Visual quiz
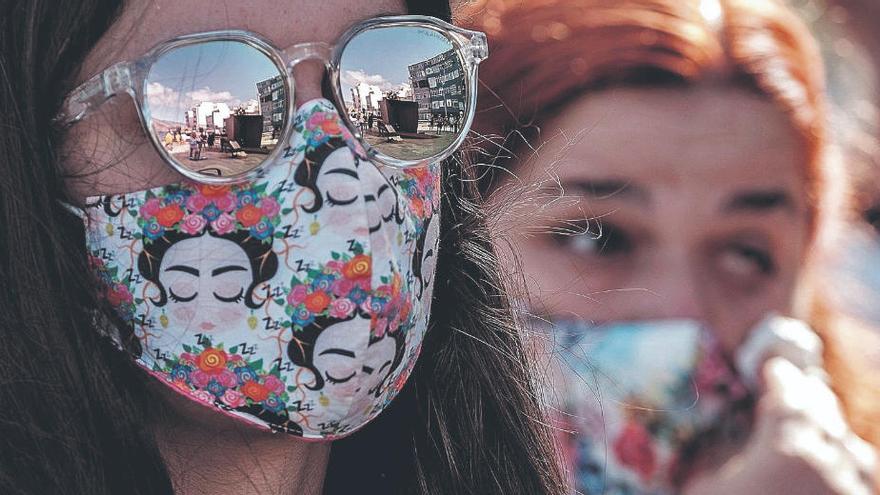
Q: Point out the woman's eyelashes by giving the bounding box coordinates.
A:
[550,221,635,257]
[718,241,776,279]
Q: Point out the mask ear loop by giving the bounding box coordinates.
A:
[55,199,89,222]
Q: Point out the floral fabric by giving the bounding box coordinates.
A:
[551,321,752,495]
[86,100,440,439]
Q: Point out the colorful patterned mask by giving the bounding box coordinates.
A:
[86,100,440,440]
[552,320,752,495]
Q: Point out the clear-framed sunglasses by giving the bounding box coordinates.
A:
[56,16,488,184]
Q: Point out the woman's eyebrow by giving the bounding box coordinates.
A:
[722,188,794,213]
[211,265,247,277]
[561,179,649,203]
[165,265,199,277]
[318,348,355,358]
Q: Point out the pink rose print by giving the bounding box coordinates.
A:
[263,375,284,394]
[140,198,162,220]
[220,389,245,407]
[213,193,235,213]
[211,213,235,235]
[191,390,214,404]
[330,298,356,318]
[189,369,211,388]
[180,213,208,235]
[614,420,657,482]
[186,194,208,212]
[287,285,309,306]
[260,196,281,217]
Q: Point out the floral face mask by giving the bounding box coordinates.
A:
[552,320,753,495]
[85,99,440,440]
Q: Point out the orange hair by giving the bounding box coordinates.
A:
[457,0,880,462]
[457,0,826,222]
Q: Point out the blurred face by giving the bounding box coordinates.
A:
[505,87,809,349]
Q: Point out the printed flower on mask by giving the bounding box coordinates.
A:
[211,213,235,235]
[342,254,371,280]
[180,213,208,235]
[330,298,357,319]
[235,204,263,227]
[305,291,330,313]
[139,198,162,219]
[186,194,211,213]
[251,220,274,240]
[155,336,289,414]
[197,184,229,200]
[156,203,183,228]
[135,183,281,242]
[241,381,269,402]
[196,348,227,375]
[220,389,246,409]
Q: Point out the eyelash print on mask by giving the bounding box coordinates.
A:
[168,289,199,303]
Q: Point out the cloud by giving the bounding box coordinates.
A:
[146,82,241,110]
[186,86,235,105]
[341,70,400,91]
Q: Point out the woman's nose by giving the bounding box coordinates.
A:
[293,60,330,107]
[639,252,707,321]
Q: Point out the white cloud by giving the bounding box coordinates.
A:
[186,86,235,105]
[341,70,399,91]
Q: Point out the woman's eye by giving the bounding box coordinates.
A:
[551,222,633,256]
[720,243,776,277]
[864,204,880,234]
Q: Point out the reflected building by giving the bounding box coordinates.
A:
[409,49,465,120]
[257,76,287,145]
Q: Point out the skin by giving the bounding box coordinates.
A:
[63,0,405,494]
[499,86,874,495]
[505,88,808,350]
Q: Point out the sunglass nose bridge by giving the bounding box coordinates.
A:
[283,41,333,70]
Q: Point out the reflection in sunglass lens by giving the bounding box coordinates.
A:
[144,41,289,177]
[339,26,468,160]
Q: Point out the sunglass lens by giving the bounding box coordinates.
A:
[339,26,468,160]
[144,41,289,177]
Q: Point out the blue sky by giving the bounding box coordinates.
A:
[340,27,452,96]
[146,41,278,122]
[145,27,452,122]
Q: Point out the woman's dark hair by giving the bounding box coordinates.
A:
[293,138,350,213]
[0,0,565,495]
[138,227,278,309]
[287,309,406,396]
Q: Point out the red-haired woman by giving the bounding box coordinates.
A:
[461,0,874,494]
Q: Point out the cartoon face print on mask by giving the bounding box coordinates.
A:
• • • • • • •
Given task: Rewrite the listing from the line with "Q: Point out the cloud" through the end, keeping every request as it is and shifting each bounding box coordinate up by 77.

Response to this exercise:
Q: Point out the cloud by giving the bounding box coordinates.
A:
[223,159,318,187]
[263,163,312,182]
[418,147,477,168]
Q: Point out the woman's nose by giving the bounding box coordinates.
A:
[370,137,407,184]
[716,329,784,398]
Q: Point out the white cloud by giving the bounding box coordinates.
A:
[263,163,312,182]
[418,147,476,168]
Q: Point out the woman's eye by giving the bounding box coordinates.
A:
[628,299,710,333]
[797,320,853,354]
[941,281,957,311]
Q: Point out the reflected building by giving the bounding box coordinates.
A:
[486,126,542,197]
[334,153,364,222]
Q: Point out the skin by giving the bounding box coordinates.
A:
[140,77,482,571]
[576,163,951,572]
[582,165,885,427]
Q: Point out the sunglass nose bridge by giving the bounding box coordinates.
A:
[360,118,410,147]
Q: Point out the reflection in sunglass lens by giving the bounding box coordinates.
A:
[221,118,366,254]
[416,103,545,237]
Q: Point out the sunglass lens by giving the bounding box coordinates.
A:
[416,103,545,237]
[221,118,366,254]
Q: Point out the blue sky by giving the bounding box coordinates.
A:
[417,104,529,173]
[223,118,355,199]
[222,104,529,199]
Q: Point out the woman's dark hair by giving the bounding box coordinates.
A:
[370,215,427,290]
[77,77,642,572]
[215,304,355,386]
[364,386,483,473]
Q: Point out the red-haired woman by giving the bounding box coordinates.
A:
[538,77,951,571]
Q: Point out the cartoon face print on mask by giving the bounding box coordinates.
A:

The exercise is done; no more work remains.